# Written instruction:
Retype each record shown below, leaving every character as it is.
--- Start of Material provided ---
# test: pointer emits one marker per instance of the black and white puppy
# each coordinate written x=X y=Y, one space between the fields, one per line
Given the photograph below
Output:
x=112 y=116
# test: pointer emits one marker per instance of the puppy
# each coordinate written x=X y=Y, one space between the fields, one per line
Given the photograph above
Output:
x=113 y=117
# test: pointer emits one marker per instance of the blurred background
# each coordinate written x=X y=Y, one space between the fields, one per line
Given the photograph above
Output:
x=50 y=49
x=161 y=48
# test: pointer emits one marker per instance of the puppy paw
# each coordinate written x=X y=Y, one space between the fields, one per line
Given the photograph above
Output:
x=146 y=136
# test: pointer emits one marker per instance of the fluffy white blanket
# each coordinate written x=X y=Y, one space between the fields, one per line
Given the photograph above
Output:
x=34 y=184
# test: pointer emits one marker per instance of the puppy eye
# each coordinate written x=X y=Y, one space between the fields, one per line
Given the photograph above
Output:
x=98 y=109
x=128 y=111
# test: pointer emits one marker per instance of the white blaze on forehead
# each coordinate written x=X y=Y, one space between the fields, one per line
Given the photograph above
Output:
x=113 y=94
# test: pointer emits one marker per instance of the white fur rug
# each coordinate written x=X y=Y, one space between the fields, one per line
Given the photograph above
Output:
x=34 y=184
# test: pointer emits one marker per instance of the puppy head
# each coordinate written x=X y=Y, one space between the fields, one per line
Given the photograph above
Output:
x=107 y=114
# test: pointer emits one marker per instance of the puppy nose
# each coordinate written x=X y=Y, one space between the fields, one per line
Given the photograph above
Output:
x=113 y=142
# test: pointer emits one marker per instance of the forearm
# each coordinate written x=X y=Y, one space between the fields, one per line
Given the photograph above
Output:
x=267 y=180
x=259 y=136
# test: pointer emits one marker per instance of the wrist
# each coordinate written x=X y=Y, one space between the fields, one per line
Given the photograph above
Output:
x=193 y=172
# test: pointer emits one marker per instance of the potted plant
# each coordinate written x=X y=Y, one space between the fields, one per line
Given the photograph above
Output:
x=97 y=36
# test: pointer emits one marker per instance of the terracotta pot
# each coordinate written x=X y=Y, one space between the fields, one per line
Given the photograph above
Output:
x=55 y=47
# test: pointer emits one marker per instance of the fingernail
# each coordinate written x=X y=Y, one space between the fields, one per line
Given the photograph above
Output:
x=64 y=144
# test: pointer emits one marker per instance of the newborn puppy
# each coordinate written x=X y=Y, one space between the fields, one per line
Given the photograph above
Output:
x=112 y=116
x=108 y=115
--- End of Material provided ---
# Output for this exercise:
# test: pointer emits one marker per instance of the black and white puppy
# each coordinate written x=X y=Y, one space between the fields, one per line
Given the photograph below
Output:
x=112 y=116
# test: pointer emits one marker per instance of the puppy
# each coordinate written x=X y=Y, one space between the fields, one per line
Given the photograph above
Output:
x=113 y=117
# test: pointer emits one marker per instance of the blurred background
# each coordinate written x=X y=Y, one space between the fields, one per line
Given the photograph above
Output:
x=50 y=49
x=161 y=48
# test: pointer emits one marker per instance of the puppy paw
# each coordinate written x=X y=Y, one space between the fields, one per line
Given the photograph above
Output:
x=146 y=136
# test: pointer emits one marker per instance of the fluffy white blanket
# each coordinate written x=X y=Y, one space between the fields, one per line
Given the photograph above
Output:
x=34 y=184
# test: pointer emits one marker per instance of the puppy eye
# each coordinate written x=X y=Y, one space between the fields, one per line
Given the photograph above
Output:
x=98 y=109
x=128 y=111
# test: pointer emits one marker per instance of the white blaze on forehead
# each coordinate written x=X y=Y, one space between the fields, one per line
Given the photograph above
Output:
x=113 y=94
# test: pointer emits one marker per instance of the white fur rug
# each coordinate written x=X y=Y, one space between the fields, one per line
Given the photograph above
Output:
x=34 y=184
# test: pointer emits one marker per instance of the puppy head
# each coordinate written x=X y=Y, one space between the fields, one per line
Given the photograph above
Output:
x=107 y=114
# test: pointer emits one marker per instance of the puppy nose
# each coordinate written x=X y=Y, one space between the fields, one per line
Given the photograph above
Output:
x=113 y=142
# test: pointer emits one marker per instance of the forearm
# each coordinate written x=X y=Y, one space between the fields, one per line
Given the photograph above
Output:
x=267 y=180
x=259 y=136
# test: pointer emits one marker per instance of the wrist
# each coordinate written x=X y=Y, one space between the fields, one per line
Given the photograph above
Output:
x=193 y=172
# test: pointer emits one marker per instance of the potted plant
# each coordinate written x=X y=Y, one space between the fields, one per line
Given the photograph above
Output:
x=97 y=36
# test: pointer emits one marker per instance of the terracotta pot
# each coordinate written x=X y=Y, one space between the fields, one per line
Given the photograph above
Output:
x=55 y=47
# test: pointer emits one marker per instance of the fingernail
# each coordinate written x=X y=Y, one space between the fields, one per line
Given the photograph above
Output:
x=64 y=144
# test: pointer emits one marker per instance of the newborn puppy
# each coordinate written x=X y=Y, one space between the fields, one per line
Given the photograph above
Output:
x=112 y=116
x=108 y=115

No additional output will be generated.